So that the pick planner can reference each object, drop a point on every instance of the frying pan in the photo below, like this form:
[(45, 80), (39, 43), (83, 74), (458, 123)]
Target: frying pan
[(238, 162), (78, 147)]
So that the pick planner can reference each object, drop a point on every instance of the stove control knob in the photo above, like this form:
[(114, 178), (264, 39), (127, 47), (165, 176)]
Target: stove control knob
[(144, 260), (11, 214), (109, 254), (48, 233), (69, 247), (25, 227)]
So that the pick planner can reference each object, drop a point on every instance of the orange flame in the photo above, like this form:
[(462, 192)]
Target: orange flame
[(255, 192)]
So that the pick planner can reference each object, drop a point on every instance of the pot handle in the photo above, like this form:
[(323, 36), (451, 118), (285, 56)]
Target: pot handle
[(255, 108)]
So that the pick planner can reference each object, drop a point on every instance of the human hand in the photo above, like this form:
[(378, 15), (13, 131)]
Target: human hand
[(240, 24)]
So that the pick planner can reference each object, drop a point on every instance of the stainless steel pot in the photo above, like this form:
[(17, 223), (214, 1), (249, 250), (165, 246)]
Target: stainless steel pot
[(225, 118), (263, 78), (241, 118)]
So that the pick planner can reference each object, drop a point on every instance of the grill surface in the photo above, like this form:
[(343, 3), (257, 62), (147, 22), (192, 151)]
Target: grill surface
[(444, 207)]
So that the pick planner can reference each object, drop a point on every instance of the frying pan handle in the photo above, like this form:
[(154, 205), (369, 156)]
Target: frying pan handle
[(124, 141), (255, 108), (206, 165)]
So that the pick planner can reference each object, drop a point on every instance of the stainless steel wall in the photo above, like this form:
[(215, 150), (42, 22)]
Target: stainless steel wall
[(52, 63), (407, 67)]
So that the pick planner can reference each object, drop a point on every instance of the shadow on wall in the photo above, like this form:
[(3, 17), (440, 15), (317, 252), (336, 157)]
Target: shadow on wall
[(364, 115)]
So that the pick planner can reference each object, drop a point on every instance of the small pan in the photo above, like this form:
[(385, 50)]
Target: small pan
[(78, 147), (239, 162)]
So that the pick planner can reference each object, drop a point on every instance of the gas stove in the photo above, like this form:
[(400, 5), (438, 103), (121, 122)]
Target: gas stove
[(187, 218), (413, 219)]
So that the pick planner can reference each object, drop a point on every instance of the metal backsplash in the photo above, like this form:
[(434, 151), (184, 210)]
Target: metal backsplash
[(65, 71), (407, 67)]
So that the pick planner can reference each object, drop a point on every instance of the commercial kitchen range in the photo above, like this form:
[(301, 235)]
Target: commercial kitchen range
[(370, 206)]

+ + + + + + +

▶ Stated exercise
Write out again every line from the start of the records through the line containing "[(240, 24)]", requests included, and shift each coordinate in the answers by adding 78 to both of its values.

▶ Response to this task
So that the pick planner can reference each object, drop a point on every instance of the frying pan in the photo below, like this form:
[(45, 80), (39, 43), (83, 74), (458, 123)]
Target: frying pan
[(316, 240), (156, 225)]
So that the pick planner can reference each object, drop a point on every instance of the stove control knob in the photo above, like this form:
[(114, 178), (264, 39), (127, 47), (165, 176)]
Target: stove control knob
[(222, 338), (89, 292), (187, 332), (126, 311), (147, 325), (103, 305)]
So that the pick planner can reference each object, drop a point on every instance of the orange flame in the photo above, like this form:
[(462, 192)]
Target: orange flame
[(333, 270)]
So that the pick planner can reference each object, drop a point on every instance of the pot handle in the photo above, like this form:
[(323, 36), (451, 118), (285, 56)]
Target: pot handle
[(333, 186)]
So that the pick planner can reference each object, drop a point on every instance of the human hand in the photo above, like this form:
[(378, 15), (13, 131)]
Target: human hand
[(318, 102)]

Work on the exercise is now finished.